-- START --
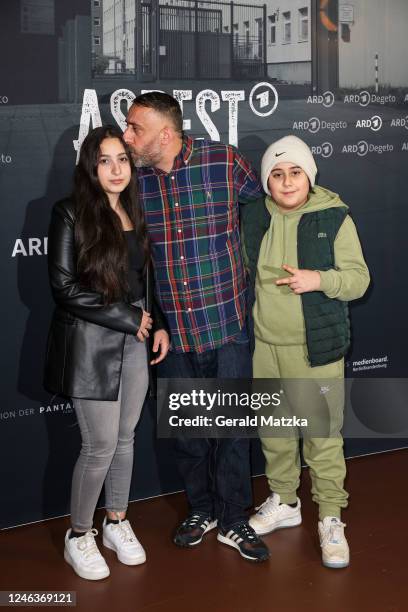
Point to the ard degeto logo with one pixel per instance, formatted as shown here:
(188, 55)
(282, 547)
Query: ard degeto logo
(362, 147)
(325, 150)
(375, 123)
(263, 99)
(326, 99)
(313, 125)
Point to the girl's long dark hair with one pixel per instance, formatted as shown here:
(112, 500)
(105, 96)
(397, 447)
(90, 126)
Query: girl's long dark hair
(102, 257)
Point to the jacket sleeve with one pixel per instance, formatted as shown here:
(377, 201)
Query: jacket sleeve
(246, 180)
(350, 278)
(66, 290)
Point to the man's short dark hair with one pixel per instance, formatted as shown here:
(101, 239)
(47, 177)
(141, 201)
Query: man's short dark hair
(164, 104)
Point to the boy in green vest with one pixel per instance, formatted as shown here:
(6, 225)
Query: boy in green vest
(309, 265)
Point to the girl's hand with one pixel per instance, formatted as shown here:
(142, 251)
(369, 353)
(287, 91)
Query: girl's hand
(145, 325)
(162, 342)
(300, 281)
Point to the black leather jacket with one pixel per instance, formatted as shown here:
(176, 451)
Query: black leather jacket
(86, 338)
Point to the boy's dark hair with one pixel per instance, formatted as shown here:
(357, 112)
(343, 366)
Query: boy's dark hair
(164, 104)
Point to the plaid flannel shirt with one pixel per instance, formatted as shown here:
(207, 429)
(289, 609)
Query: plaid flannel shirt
(192, 215)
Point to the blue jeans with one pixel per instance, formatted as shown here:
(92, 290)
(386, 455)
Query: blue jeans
(216, 472)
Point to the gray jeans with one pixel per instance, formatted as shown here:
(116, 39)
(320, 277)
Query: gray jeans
(107, 430)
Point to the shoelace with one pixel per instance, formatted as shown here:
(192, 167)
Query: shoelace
(194, 519)
(246, 532)
(268, 506)
(87, 545)
(125, 531)
(335, 533)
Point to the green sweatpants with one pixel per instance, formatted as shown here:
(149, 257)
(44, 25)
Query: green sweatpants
(324, 456)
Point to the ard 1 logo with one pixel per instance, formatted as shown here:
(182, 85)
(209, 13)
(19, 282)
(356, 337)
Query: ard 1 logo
(375, 123)
(30, 247)
(400, 122)
(326, 99)
(325, 150)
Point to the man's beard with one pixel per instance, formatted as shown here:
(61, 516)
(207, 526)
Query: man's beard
(146, 158)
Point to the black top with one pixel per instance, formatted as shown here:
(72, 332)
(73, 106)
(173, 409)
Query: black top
(136, 264)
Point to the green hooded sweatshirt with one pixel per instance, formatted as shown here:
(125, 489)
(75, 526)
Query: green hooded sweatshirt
(278, 315)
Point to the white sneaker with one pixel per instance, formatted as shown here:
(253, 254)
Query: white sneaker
(335, 550)
(84, 557)
(120, 537)
(273, 515)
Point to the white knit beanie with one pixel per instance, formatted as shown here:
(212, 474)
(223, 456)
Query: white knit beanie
(288, 149)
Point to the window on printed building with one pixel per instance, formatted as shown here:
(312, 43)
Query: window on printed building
(287, 34)
(303, 24)
(246, 26)
(236, 33)
(272, 29)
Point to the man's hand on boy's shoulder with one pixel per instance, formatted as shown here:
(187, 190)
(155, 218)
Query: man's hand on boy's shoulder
(300, 281)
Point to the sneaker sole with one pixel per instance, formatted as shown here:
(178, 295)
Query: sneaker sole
(189, 545)
(121, 558)
(284, 524)
(229, 542)
(84, 573)
(334, 565)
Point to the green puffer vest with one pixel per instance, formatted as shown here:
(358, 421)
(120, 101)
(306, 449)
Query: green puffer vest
(326, 320)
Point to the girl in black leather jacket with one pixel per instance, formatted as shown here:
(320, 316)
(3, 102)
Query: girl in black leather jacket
(98, 352)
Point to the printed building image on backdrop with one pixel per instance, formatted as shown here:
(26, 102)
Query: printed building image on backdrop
(246, 73)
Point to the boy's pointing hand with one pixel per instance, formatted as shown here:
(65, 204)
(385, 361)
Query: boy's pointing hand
(300, 281)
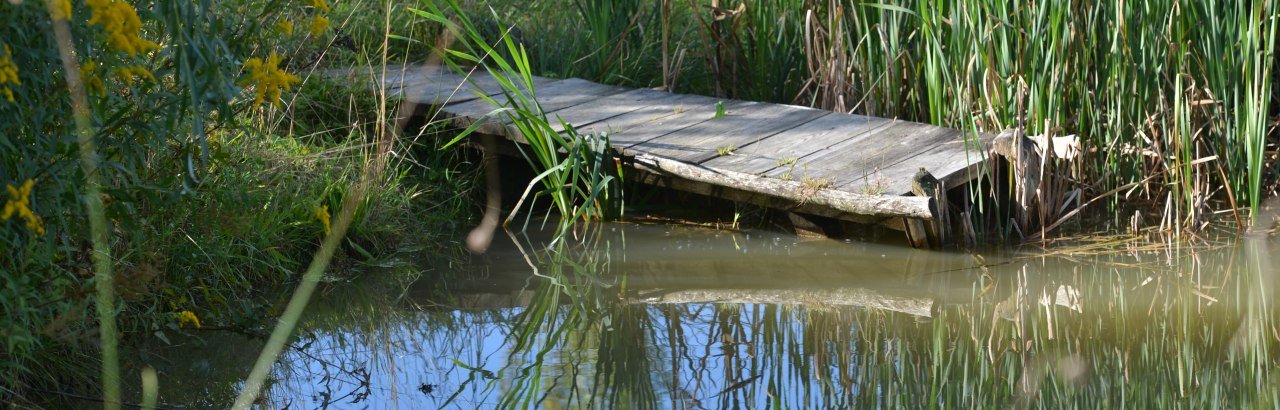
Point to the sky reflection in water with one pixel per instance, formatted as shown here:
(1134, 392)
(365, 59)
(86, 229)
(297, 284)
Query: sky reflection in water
(688, 318)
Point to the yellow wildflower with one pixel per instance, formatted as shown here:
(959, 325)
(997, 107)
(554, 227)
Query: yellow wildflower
(188, 318)
(319, 23)
(320, 4)
(88, 74)
(323, 214)
(60, 9)
(127, 73)
(284, 27)
(19, 203)
(122, 24)
(8, 74)
(268, 80)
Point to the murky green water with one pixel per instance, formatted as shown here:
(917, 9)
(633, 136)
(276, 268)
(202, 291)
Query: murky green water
(689, 318)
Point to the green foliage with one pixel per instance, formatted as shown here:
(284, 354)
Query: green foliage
(576, 171)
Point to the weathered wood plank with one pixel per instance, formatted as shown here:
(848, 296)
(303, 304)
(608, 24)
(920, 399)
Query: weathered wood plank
(851, 203)
(785, 149)
(741, 126)
(453, 89)
(551, 98)
(786, 156)
(644, 124)
(583, 117)
(947, 158)
(855, 163)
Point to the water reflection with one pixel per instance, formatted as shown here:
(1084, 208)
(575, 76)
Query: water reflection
(688, 318)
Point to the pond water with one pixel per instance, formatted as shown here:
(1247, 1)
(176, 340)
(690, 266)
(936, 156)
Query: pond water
(675, 317)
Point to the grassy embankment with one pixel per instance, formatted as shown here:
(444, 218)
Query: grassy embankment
(1174, 101)
(214, 201)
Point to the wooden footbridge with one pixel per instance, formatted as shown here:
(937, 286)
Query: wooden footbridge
(800, 159)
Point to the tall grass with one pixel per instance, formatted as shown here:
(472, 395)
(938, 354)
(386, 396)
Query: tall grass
(576, 171)
(1171, 99)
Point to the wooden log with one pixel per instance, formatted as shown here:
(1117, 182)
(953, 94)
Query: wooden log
(853, 203)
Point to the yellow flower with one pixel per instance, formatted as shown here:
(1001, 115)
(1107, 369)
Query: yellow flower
(188, 317)
(60, 9)
(88, 74)
(323, 214)
(8, 74)
(19, 203)
(268, 80)
(284, 27)
(127, 73)
(319, 23)
(320, 4)
(122, 24)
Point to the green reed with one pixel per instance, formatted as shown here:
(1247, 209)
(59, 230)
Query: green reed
(1173, 96)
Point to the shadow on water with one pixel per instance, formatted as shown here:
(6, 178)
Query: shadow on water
(688, 318)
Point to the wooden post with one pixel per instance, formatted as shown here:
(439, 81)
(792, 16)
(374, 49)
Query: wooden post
(937, 233)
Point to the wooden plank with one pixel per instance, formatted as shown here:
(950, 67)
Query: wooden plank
(741, 126)
(680, 112)
(951, 159)
(584, 115)
(453, 89)
(851, 203)
(552, 98)
(855, 163)
(785, 147)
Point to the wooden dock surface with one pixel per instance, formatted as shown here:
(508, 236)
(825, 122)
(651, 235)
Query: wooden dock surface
(848, 167)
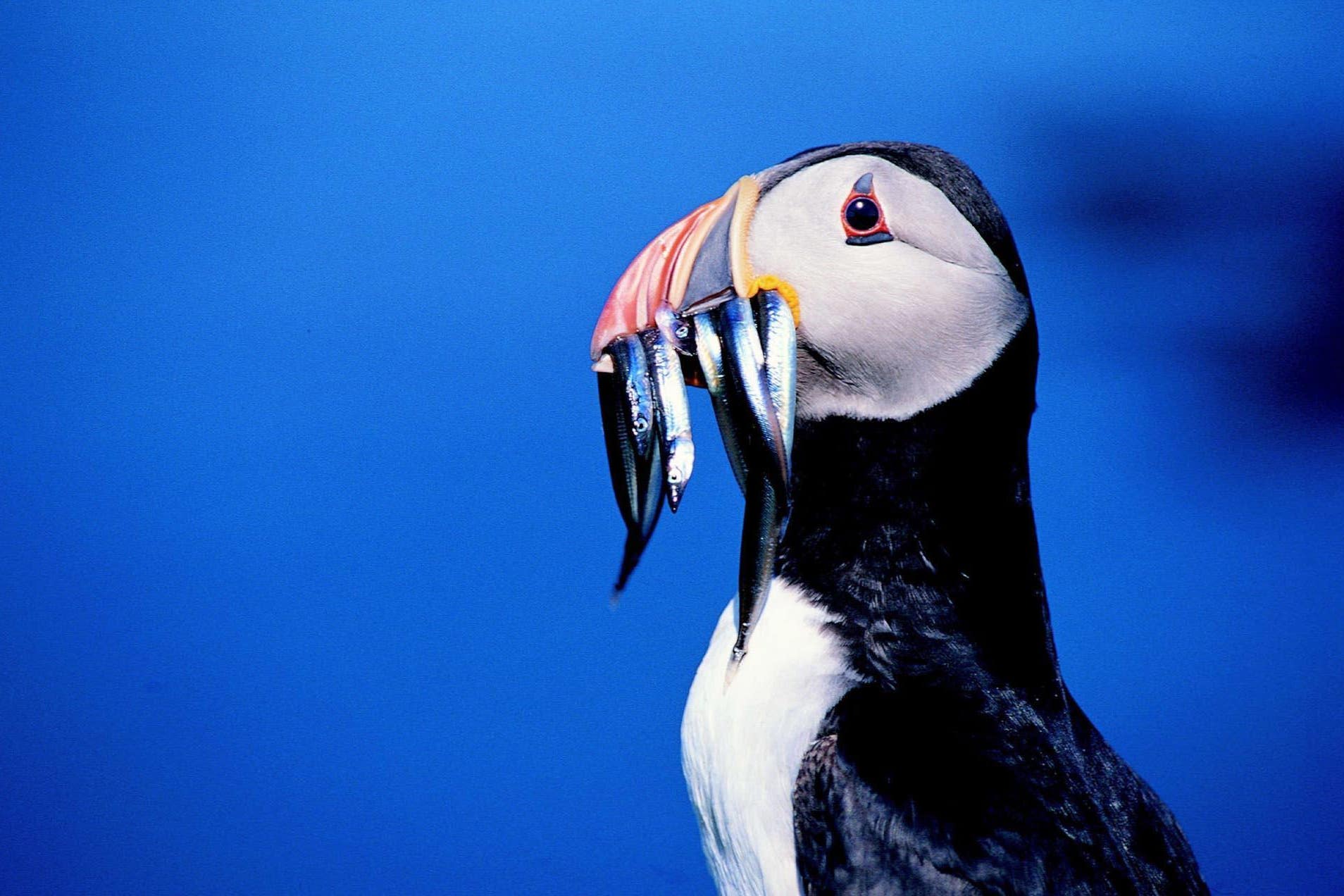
-- END --
**Exercise**
Please extract every line of the data above that contains the string "leather", matching case exactly.

**Response**
Point to the black leather jacket with one pixel per instance, formatted as shown here:
Query: black leather jacket
Point to the girl in black leather jacket with one pixel per instance, formatted as shown here:
Query: girl in black leather jacket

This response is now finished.